▶ **THE TASK**
Answer these questions from the text about snails below:
1. When did the first serious rains fall on the island?
2. What decorates the houses of the snails in the hills of Eftalou?
3. What did the writer do with the bag of snails collected that morning?

▶ **PROVIDED PASSAGE**
· · ·

Crispy snails 

In ancient Greece people said that when the snails start climbing up the stems of weeds, it’s time to harvest. Like in the Spring, when the wild vegetables (chorta) spurt out of the earth and the snails feast upon their young, juicy leaves. Sometimes those parties get out of hand and you’re left with a garden of bald stems or a pot where the young seedlings have disappeared.

Snails do not hibernate, but ‘summernate’: for the dry months – they creep behind rocks and thick wood, in dark hollows and some species even burrow into the earth, hoping that they are safe from the sun. The well known antennas of the snails only re-emerge at the end of summer with the first serious rain falls; which has just happened on the island, halfway through October. But then harvest is well on its way. The waking up of the snails can also mean the end of picking fruit. There are Greeks who believe that the first rains encourage worms to enter the fruit. To shelter from the rain? I have no idea where this fear comes from, but no Greek will pick figs, blackberries or grapes after the clouds have gathered to wed the land for the first time after summer.

When the autumn snails assault the weeds, it is their turn to be harvested. They have their own places where they gather their food, like in the hills of Eftalou, where obviously tasty species rummage around (their houses are decorated with wide stripes). The rain has barely stopped when the snail catchers appear, hastily looking under all the bushes and within the developing mud. It is the beginning of the massacre of the mollusks. In the night the snail shells crunch under shoes and in daytime the roads are paved with plenty of crushed snails (as thin as French crepes de Bretagne). After two days you begin to believe that no snail can be left alive, but on a beautiful morning I picked up one, then another, and another and I was amazed that within a quarter of an hour I had a bag half-full of wriggling snails. I gave the bag to the first wandering snail catcher I met that morning.

I have never managed to prepare them for dinner, because that requires a certain ritual: you incarcerate them for several days, feeding them with a little flower so that they cleanse their insides. Only then they are thrown into boiling water or on the fire, mostly still alive, although according to experts, because of their state of starvation, they are back into ‘summernate’ mode. I am not proud of myself: not daring to stand next to a pan full of screaming snails, yet once they are turned into a tasty dish, I love to eat them.

· · ·

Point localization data
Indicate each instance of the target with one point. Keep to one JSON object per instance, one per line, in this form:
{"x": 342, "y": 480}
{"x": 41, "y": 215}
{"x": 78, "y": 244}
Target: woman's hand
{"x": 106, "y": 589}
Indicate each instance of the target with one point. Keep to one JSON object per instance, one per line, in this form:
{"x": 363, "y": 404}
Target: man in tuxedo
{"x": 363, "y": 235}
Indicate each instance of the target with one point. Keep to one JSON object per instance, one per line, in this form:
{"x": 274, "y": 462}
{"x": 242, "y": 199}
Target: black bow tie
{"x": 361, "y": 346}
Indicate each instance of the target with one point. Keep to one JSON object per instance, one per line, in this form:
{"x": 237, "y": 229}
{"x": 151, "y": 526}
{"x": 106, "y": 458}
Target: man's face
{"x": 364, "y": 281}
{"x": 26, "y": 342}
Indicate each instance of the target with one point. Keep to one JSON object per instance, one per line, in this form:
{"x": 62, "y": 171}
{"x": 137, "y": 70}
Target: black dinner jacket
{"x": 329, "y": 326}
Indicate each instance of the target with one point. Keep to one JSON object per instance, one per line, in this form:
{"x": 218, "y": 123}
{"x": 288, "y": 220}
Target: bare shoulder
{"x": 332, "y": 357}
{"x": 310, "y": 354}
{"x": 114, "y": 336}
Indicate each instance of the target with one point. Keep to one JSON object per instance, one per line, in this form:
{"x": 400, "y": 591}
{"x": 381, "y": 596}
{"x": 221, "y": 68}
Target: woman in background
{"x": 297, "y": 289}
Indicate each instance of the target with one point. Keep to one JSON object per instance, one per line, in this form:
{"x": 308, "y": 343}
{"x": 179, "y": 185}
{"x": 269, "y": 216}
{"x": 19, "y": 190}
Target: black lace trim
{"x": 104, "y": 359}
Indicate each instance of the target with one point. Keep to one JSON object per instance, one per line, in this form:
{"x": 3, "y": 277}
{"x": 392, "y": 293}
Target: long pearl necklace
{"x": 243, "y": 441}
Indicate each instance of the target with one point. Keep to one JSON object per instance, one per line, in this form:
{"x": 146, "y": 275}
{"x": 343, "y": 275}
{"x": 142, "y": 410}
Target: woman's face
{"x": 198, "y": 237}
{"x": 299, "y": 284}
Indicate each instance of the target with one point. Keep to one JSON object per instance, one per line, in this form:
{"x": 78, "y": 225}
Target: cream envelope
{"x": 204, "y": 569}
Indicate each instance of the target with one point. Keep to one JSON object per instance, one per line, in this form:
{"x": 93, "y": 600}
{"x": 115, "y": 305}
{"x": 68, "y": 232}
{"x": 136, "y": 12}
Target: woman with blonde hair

· · ·

▶ **ANSWER TO THIS EXERCISE**
1. Halfway through October.
2. Wide stripes.
3. The writer gave the bag to the first wandering snail catcher met that morning.